## [WORK TO DO]
Reproduce every item with "exterior ring" swapped for "outer ring" and all other text unchanged. Leave the pictures out of your output.

## [DATASET EXCERPTS]
——————————
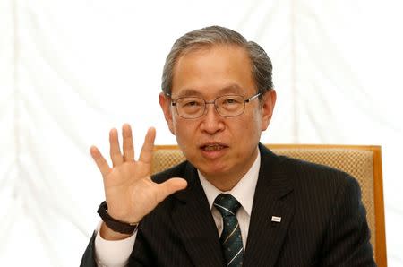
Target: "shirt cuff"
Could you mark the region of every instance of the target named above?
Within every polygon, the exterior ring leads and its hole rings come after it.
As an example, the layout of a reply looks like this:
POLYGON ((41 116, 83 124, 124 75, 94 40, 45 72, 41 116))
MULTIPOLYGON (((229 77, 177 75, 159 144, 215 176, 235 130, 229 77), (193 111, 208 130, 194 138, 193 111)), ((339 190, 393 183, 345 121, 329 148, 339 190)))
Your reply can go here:
POLYGON ((127 264, 136 240, 137 229, 134 233, 122 240, 107 240, 99 235, 102 225, 97 227, 95 237, 95 262, 98 267, 124 267, 127 264))

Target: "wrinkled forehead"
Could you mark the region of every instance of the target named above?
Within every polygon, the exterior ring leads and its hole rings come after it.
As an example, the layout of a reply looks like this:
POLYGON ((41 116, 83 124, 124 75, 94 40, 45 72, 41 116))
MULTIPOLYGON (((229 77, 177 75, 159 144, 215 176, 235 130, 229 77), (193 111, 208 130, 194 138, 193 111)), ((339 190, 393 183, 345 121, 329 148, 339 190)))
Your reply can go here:
POLYGON ((176 61, 172 78, 173 97, 246 96, 256 90, 249 55, 239 46, 187 50, 176 61))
——————————
## [WORKED ANSWER]
Target: "shirt cuff"
Could you mark the region of every instance of the target named above?
Within every polygon, the outer ring leads and its hole rings come after it.
As an example, the layout of a reply looks like this:
POLYGON ((41 116, 83 124, 124 75, 94 40, 45 72, 41 116))
MULTIPOLYGON (((229 77, 177 75, 159 144, 215 176, 235 130, 229 77), (193 111, 208 130, 194 138, 193 111)), ((339 190, 393 183, 345 121, 329 148, 339 190)))
Your reply can go here:
POLYGON ((127 264, 136 240, 137 229, 134 233, 122 240, 107 240, 99 235, 102 225, 97 227, 95 237, 95 262, 98 267, 124 267, 127 264))

Target: "wrinkled forehead"
Could you mark the region of every instance of the target named above?
Within every polygon, the outer ring leads and its hole rings come after it.
As an example, the layout of a reply looks like this:
POLYGON ((41 116, 83 124, 124 75, 94 40, 45 72, 41 116))
MULTIPOLYGON (((229 77, 177 75, 159 144, 215 176, 235 130, 229 77), (193 111, 208 130, 194 138, 193 111)), ((339 190, 393 183, 345 121, 329 148, 339 190)))
Your reply can go here:
POLYGON ((176 61, 172 78, 173 97, 246 96, 256 90, 249 55, 239 46, 187 50, 176 61))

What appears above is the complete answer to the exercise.